Recorded data:
+ + + + + + +

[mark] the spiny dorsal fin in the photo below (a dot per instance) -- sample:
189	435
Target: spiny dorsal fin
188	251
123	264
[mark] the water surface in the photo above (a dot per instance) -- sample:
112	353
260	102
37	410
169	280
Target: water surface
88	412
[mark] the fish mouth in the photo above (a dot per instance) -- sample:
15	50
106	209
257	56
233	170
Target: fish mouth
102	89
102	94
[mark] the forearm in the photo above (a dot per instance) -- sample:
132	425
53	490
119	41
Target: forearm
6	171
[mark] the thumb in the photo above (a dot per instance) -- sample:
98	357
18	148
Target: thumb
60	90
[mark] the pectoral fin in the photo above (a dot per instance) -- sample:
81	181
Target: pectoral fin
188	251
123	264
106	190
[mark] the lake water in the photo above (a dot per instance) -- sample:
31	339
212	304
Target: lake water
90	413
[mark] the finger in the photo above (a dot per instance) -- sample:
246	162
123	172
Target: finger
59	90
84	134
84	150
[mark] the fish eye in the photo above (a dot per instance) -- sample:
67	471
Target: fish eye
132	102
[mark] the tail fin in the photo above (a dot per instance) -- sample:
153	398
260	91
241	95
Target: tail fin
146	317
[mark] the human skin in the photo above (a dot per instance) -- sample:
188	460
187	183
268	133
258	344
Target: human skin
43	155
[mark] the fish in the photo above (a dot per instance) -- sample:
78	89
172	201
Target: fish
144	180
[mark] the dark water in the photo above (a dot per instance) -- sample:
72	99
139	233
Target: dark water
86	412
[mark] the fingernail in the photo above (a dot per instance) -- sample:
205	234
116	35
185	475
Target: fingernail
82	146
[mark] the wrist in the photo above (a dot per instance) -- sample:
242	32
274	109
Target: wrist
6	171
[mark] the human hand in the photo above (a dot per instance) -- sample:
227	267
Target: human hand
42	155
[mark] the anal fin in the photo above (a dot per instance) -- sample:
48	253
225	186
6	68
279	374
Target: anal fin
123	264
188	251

+ + + + + + +

AIM: Retype all of the data above line for line, with no changes.

SOLUTION BELOW:
[mark] the spiny dorsal fin in the photo below (a dot per instance) -- sample:
189	435
Target: spiny dorsal fin
188	251
123	264
[mark] the water surface in the photo above (a dot per instance) -- sample:
112	353
260	102
37	410
169	280
Target: water surface
88	412
[mark] the fish mouth in the photo above (a dot per instance) -- sample:
15	50
106	209
257	56
233	170
Target: fish mouth
102	89
102	94
[mark] the forearm in the photo above (a dot per instance) -- sample:
132	425
53	490
119	41
Target: forearm
6	171
[mark] the thumb in the photo above (a dot per instance) -- sample:
98	357
18	148
Target: thumb
60	90
[mark] the pectoral fin in the photo above (a dot per instance) -- sample:
81	181
Target: pectoral fin
188	251
123	264
106	190
[mark] the lake water in the photo above (a dot per instance) -- sample:
31	339
212	304
Target: lake water
90	413
[mark] the finger in the photo above (a dot per instance) -- sample:
246	162
123	172
Target: finger
59	90
84	134
84	150
[mark] the fish eye in the photo above (a dot per instance) -- sample:
67	471
Target: fish eye
132	102
[mark] the tail fin in the photo above (a dot per instance) -- sample:
153	398
260	91
241	95
Target: tail fin
146	317
[mark] the human skin in the photo above (a dot per instance) -- sample:
188	460
187	183
268	133
258	344
Target: human skin
43	155
[mark] the fish in the photo above (a dot per instance) -- sample:
78	89
172	201
Target: fish
144	180
[mark] the dark water in the photo above (a dot per instance) -- sample:
72	99
139	233
Target: dark water
86	412
[mark] the fingernail in the photo above (a dot per instance) -- sample:
205	234
116	35
185	475
Target: fingernail
82	146
[mark] the wrist in the photo above (a dot per instance) -- sample:
242	32
274	109
Target: wrist
6	171
[mark] the human hand in the photo above (a dot per instance) -- sample:
227	267
Target: human hand
42	155
[mark] the anal fin in the photo above (a dot per instance) -- sample:
48	253
225	186
6	68
279	374
Target: anal fin
123	264
188	251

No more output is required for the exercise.